### Your task
When a line in the entries contains the word "flower", copy that line in full.

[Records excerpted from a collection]
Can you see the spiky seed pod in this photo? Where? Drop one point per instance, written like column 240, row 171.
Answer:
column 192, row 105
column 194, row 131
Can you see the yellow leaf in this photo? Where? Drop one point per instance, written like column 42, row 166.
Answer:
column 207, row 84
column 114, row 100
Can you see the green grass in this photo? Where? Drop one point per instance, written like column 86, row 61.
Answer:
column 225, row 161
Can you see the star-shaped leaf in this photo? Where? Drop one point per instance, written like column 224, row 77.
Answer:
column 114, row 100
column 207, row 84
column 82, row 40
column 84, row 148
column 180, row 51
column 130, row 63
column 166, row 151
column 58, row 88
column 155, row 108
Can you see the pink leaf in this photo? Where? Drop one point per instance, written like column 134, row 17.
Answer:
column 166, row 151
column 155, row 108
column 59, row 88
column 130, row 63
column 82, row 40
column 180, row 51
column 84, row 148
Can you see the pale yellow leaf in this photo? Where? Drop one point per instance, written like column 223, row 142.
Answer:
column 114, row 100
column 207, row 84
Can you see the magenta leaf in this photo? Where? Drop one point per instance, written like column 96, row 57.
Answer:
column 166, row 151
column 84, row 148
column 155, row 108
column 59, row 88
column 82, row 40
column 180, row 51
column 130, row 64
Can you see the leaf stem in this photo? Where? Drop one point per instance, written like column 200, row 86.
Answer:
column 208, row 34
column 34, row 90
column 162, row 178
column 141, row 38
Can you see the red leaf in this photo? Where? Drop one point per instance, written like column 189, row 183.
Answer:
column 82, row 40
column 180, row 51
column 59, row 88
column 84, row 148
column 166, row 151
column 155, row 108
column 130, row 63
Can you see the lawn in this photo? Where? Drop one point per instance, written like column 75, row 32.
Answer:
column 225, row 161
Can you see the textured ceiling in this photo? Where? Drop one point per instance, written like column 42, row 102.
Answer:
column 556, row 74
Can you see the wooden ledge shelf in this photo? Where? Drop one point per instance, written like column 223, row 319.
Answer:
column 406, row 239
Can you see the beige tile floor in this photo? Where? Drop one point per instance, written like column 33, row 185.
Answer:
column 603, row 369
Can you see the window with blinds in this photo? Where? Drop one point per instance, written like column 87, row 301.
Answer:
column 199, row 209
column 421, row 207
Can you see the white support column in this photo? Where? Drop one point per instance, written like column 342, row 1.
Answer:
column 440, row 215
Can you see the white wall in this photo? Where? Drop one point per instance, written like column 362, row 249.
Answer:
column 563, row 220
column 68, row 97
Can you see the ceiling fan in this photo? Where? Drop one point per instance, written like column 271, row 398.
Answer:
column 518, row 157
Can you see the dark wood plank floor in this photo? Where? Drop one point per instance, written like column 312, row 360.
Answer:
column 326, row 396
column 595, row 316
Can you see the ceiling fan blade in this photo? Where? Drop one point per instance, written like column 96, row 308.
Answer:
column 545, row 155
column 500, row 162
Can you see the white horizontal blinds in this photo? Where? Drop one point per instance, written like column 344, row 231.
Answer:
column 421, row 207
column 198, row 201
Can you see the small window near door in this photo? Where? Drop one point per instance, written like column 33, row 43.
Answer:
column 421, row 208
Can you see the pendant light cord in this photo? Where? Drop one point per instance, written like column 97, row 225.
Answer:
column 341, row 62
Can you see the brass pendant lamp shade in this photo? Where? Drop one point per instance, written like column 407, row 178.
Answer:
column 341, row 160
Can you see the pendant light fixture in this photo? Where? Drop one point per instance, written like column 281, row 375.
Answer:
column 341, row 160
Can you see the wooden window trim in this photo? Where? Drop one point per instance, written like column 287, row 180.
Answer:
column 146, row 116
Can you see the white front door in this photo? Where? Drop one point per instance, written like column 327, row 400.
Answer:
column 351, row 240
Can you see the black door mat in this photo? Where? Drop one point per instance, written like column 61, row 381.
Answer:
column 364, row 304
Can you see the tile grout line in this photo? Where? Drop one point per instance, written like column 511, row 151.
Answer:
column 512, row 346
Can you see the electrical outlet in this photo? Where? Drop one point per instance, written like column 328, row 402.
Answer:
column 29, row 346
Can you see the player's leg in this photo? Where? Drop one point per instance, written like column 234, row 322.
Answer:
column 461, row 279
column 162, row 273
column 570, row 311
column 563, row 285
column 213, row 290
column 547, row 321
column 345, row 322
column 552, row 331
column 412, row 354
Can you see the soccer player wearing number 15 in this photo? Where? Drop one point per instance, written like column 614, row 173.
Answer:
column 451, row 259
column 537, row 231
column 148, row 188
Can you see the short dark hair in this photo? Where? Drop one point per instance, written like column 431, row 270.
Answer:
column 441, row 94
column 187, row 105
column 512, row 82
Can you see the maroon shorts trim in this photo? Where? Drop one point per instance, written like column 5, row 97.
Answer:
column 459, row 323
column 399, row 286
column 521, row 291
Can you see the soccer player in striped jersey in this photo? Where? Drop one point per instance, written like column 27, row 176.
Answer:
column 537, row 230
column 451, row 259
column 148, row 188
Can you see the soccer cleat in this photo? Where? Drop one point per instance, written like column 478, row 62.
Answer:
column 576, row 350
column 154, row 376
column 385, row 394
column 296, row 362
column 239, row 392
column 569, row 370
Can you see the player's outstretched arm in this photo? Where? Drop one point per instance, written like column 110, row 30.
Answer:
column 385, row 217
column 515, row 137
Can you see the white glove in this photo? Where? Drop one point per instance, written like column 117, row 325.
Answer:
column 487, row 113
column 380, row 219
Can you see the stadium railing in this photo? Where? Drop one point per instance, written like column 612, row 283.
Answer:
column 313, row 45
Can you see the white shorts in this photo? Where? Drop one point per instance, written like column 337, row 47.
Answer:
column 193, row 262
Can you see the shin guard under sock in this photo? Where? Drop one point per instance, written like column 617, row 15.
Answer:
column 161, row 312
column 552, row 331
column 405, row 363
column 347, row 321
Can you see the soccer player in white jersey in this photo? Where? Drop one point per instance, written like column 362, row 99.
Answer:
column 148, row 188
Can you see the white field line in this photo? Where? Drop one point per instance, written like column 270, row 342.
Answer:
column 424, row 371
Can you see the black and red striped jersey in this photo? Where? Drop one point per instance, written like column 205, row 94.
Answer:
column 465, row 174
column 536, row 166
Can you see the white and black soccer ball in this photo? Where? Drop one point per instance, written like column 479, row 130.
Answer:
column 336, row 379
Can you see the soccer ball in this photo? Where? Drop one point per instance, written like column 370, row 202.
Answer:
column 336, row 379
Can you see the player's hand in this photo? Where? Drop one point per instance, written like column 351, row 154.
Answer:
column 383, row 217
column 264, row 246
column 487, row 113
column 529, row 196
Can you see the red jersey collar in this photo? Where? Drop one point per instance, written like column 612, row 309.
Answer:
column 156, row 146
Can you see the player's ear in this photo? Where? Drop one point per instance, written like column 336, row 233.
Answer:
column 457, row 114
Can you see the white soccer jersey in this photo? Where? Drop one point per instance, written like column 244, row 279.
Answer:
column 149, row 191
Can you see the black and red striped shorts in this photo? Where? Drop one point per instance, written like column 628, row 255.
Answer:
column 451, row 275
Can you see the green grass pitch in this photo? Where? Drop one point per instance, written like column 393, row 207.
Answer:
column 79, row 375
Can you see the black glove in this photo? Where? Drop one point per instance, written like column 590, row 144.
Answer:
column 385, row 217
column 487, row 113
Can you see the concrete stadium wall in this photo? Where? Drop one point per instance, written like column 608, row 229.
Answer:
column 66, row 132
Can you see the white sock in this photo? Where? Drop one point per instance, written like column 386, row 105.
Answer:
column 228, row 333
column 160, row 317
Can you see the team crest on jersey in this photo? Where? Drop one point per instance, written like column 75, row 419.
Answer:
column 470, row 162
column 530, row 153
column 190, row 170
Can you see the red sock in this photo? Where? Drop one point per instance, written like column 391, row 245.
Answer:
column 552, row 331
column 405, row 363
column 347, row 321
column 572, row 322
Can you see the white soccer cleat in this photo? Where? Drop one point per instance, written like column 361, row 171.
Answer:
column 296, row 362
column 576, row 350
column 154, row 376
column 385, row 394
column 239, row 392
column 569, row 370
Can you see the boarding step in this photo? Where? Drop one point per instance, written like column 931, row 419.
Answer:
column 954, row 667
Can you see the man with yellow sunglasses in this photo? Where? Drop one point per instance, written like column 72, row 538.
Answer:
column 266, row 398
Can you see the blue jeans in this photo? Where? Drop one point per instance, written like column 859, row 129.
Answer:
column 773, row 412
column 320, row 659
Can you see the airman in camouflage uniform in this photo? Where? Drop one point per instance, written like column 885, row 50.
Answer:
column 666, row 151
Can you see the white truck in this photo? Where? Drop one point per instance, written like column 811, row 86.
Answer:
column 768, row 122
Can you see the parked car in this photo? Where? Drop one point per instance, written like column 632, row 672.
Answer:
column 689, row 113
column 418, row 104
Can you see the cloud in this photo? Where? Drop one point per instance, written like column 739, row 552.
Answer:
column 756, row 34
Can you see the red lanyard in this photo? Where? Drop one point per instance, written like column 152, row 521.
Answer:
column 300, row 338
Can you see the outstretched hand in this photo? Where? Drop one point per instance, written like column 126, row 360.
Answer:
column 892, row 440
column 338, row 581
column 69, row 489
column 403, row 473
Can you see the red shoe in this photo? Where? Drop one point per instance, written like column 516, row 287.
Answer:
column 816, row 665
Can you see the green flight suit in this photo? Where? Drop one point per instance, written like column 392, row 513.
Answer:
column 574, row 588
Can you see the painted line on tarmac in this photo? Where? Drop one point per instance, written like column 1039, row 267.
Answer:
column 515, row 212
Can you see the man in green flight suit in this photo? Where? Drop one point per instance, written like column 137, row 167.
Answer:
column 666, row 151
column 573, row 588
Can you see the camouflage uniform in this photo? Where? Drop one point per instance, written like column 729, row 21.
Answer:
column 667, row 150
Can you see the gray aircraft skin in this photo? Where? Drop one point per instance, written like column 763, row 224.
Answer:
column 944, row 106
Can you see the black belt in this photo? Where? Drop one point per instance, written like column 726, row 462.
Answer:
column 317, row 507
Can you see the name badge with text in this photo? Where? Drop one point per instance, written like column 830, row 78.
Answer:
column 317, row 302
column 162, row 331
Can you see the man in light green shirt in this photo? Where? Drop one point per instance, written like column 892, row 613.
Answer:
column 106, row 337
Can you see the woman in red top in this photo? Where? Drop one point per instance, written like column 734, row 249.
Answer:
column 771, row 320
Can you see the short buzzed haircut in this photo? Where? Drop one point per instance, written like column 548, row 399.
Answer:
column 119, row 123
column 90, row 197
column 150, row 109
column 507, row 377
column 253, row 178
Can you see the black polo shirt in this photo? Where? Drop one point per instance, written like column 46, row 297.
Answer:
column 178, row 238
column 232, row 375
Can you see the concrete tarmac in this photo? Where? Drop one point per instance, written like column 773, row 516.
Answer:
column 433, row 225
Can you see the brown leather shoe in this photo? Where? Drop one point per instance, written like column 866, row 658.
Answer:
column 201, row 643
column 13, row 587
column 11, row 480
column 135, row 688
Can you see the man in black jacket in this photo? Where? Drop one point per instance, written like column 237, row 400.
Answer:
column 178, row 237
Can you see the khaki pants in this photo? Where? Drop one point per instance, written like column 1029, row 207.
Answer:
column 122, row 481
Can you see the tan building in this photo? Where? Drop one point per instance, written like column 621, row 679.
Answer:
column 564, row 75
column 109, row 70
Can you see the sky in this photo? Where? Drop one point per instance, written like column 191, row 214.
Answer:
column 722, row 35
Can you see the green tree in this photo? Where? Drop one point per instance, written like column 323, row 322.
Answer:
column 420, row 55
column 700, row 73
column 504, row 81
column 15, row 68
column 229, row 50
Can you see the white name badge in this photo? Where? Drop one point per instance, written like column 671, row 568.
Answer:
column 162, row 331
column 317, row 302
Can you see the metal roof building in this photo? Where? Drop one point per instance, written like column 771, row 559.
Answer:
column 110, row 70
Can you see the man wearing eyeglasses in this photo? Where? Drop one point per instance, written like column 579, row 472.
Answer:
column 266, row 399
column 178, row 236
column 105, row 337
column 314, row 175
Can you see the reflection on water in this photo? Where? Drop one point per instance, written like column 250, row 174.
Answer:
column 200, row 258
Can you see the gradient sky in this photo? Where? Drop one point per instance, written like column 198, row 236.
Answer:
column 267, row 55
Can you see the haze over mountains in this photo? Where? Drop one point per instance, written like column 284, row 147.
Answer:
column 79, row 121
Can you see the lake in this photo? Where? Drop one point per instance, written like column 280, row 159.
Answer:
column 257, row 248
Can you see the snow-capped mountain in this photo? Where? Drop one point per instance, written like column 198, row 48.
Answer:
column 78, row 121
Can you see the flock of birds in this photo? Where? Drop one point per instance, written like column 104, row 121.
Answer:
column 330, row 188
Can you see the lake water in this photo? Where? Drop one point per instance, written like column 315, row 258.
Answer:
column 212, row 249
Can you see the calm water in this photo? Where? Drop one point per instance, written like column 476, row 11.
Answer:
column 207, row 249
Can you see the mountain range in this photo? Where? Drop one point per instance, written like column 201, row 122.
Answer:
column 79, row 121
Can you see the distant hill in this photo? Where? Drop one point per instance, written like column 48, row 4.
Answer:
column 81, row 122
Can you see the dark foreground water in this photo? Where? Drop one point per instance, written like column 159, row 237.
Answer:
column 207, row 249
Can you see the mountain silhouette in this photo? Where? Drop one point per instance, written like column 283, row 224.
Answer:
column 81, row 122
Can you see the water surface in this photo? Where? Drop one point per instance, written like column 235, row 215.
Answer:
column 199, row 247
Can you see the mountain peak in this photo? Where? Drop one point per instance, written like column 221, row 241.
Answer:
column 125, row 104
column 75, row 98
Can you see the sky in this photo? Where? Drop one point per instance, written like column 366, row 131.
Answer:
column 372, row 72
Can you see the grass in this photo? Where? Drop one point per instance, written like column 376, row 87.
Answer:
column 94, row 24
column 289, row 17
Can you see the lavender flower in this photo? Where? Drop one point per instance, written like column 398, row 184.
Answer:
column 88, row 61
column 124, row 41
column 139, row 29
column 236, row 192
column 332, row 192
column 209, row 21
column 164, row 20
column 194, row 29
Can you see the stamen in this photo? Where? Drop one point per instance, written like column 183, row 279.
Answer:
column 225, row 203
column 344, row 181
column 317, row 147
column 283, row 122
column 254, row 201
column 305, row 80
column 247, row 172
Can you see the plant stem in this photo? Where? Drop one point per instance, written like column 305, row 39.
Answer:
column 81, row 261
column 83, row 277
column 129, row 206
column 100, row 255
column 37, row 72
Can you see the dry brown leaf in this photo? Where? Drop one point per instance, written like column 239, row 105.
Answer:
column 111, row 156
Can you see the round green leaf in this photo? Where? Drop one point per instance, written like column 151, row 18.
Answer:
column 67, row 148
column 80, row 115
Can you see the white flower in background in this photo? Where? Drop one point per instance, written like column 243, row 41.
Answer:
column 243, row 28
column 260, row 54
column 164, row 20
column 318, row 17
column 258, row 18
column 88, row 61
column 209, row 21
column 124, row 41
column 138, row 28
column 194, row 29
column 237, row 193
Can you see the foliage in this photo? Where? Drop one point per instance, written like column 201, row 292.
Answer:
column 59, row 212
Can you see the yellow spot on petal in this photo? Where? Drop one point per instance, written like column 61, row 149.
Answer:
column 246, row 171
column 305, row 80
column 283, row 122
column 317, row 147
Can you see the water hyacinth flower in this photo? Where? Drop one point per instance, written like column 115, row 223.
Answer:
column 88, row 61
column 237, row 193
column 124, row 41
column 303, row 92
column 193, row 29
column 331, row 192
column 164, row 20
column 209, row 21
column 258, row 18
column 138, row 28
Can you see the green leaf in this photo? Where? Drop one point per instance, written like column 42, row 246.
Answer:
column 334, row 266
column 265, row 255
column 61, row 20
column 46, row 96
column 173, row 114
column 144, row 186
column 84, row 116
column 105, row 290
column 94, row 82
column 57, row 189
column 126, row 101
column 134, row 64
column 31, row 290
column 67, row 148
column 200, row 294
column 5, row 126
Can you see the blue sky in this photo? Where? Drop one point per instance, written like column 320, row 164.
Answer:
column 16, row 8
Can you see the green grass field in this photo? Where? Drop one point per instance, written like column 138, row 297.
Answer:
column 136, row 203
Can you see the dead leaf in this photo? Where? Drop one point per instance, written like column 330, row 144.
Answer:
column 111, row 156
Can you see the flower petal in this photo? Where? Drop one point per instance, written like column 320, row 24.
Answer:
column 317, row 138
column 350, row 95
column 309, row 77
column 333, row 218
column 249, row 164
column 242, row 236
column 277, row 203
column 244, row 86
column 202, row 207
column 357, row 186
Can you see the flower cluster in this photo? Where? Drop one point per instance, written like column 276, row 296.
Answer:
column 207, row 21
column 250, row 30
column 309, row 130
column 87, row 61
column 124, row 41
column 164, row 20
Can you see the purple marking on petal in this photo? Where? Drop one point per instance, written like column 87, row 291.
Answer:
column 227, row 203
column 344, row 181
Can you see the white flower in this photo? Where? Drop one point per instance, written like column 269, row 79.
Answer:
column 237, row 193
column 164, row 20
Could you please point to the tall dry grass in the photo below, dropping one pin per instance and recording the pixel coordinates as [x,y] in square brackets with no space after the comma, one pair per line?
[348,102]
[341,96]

### Response area
Can you see the lavender flower in this photo? Where? Drop one point per instance, written like column 398, row 184.
Can you see the white flower in background in this photo? Where? Drop one point per instance, written like column 243, row 41.
Can you see the water hyacinth flower in this photo? Where? Drop one point per instance, written like column 115, row 223.
Can you see the flower petal in this photo? Where? Drop one point per instance, written like column 320, row 24.
Can you see the flower cluster in this photo? Where? Drop one point per instance, written like column 276, row 296.
Can you see the white flower in this photo? Where? Drop one point per instance, written like column 269, row 79.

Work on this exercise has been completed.